Given passage →
§

Newswise — Bladder cancer affects nearly 84,000 people in the United States each year, making it the sixth most common cancer. Most people survive it, but unfortunately, many lose their bladders.

Neda Hashemi, MD, and her team at The University of New Mexico Comprehensive Cancer Center are now offering several clinical trials, including one that will give people with bladder cancer a chance to fight their disease and keep their bladders.

Hashemi, an assistant professor and medical oncologist who specializes in treating prostate, bladder, testicular and kidney cancers, leads the UNM Cancer Center Genitourinary Cancers Team.

“Right now, for patients who have invasive bladder cancer that is not metastatic, the preferred treatment is chemotherapy followed by removing the bladder,” she says.

For those whose lymph nodes show signs that bladder cancer has started to spread, deciding on the best treatment is more difficult because removing the bladder is not as likely to cure them, Hashemi says. For those people, she says, chemo-radiation can be considered to reduce the tumor size and spread.

So certain people whose lymph nodes are affected and those who cannot have surgery for other reasons are treated with chemo-radiation, which doesn’t have as high a cure rate as bladder removal. It also causes scars to form on the bladder, making future bladder removal surgery difficult.

In a new clinical trial sponsored by the National Cancer Institute, Hashemi and her team offer people who have localized bladder cancer that has spread to the lymph nodes a chance to keep their bladders.

Trial participants will first receive chemotherapy, which is the standard treatment. After that, they will be given chemo-radiation with or without immune therapy and watched closely. All the drugs have been approved by the U.S. Food and Drug Administration (FDA).

“We think immunotherapy has synergistic effects with radiation in patients who have regional-node bladder cancer,” Hashemi says.

People on the clinical trial whose cancer does not respond to the chemo-radiation-immune therapy combination can then have surgery to remove their bladders before scars have a chance to develop, she says.

§

Exercises to complete →
A: Output the portion of the bladder cancer article starting with "So certain people" and going on through "Drug Administration (FDA).".
B: Finish out the next part of the bladder cancer article, picking up after its final sentence.

(Collected data)

§

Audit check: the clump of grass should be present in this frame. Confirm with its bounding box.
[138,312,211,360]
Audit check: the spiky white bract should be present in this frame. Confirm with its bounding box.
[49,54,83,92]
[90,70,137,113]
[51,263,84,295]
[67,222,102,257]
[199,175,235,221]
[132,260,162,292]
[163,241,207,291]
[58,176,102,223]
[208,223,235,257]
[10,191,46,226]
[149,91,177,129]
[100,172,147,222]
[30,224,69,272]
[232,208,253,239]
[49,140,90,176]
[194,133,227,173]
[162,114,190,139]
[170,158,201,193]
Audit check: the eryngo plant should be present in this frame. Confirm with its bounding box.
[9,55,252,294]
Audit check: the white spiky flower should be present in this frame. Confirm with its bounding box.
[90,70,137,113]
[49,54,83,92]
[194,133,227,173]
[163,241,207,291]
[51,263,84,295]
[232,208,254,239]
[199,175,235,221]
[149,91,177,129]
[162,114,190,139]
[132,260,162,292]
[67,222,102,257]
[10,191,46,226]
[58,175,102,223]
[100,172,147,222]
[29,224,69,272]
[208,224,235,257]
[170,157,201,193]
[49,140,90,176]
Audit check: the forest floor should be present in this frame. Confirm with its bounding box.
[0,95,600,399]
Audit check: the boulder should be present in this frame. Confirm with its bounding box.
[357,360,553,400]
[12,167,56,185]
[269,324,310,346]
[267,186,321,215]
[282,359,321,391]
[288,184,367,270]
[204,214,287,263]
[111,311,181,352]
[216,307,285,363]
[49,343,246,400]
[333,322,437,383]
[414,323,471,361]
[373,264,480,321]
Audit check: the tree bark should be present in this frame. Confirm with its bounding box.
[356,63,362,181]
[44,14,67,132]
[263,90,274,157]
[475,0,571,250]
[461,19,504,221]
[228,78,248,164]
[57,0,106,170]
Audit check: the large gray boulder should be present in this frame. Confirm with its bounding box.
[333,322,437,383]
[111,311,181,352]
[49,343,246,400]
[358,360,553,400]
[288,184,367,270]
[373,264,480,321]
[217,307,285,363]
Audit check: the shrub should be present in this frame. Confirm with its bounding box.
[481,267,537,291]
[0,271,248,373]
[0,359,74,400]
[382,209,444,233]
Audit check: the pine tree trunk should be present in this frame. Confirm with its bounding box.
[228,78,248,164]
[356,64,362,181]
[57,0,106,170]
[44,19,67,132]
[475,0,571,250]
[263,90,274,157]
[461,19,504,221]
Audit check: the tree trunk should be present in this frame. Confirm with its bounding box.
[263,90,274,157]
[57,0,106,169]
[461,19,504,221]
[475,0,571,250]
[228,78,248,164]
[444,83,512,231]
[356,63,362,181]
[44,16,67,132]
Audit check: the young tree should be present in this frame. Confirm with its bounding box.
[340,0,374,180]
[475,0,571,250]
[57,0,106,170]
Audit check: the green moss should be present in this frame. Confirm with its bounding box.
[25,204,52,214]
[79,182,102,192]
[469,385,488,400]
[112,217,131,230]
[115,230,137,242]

§

Answers to each task →
A:
So certain people whose lymph nodes are affected and those who cannot have surgery for other reasons are treated with chemo-radiation, which doesn’t have as high a cure rate as bladder removal. It also causes scars to form on the bladder, making future bladder removal surgery difficult.

In a new clinical trial sponsored by the National Cancer Institute, Hashemi and her team offer people who have localized bladder cancer that has spread to the lymph nodes a chance to keep their bladders.

Trial participants will first receive chemotherapy, which is the standard treatment. After that, they will be given chemo-radiation with or without immune therapy and watched closely. All the drugs have been approved by the U.S. Food and Drug Administration (FDA).

B:
A second clinical trial will help people who have just been diagnosed with metastatic bladder cancer. It will give people either an FDA-approved drug or the drug plus an FDA-approved immune therapy.

The FDA-approved drug, enfortumab vedotin, is used by itself as a third treatment option for bladder cancer and has been shown to have an effect in half of people treated. But in a Phase 2 clinical trial in which enfotumab vodotin was paired with pembrolizumab, an FDA-approved immune therapy for bladder cancer, the two drugs together showed an effect in up to 70% of people. Hashemi says that is a very good response rate for bladder cancer.

The new clinical trial will test combinations of enfortumab vedotin with and without pembrolizumab and other drugs to see if the immune therapy can help even more people.

People must meet certain criteria to join the clinical trials, Hashemi says, but the trials give them more options throughout their treatment.

“If I am a patient,” Hashemi says, “I would like to know that the treatment I am receiving is the treatment that is personalized for me, based on my cancer response.”

 


About the Clinical Trials

“A Study of Chemotherapy and Radiation Therapy Compared to Chemotherapy and Radiation Therapy Plus MEDI4736 (Durvalumab) Immunotherapy for Bladder Cancer Which Has Spread to the Lymph Nodes (The INSPIRE Study)” is now open at the UNM Comprehensive Cancer Center. Read more about this clinical trial (NCT04216290).

“A Study of Enfortumab Vedotin Alone or With Other Therapies for Treatment of Urothelial Cancer (EV-103)” is now open at the UNM Comprehensive Cancer Center. Read more about this clinical trial (NCT03288545).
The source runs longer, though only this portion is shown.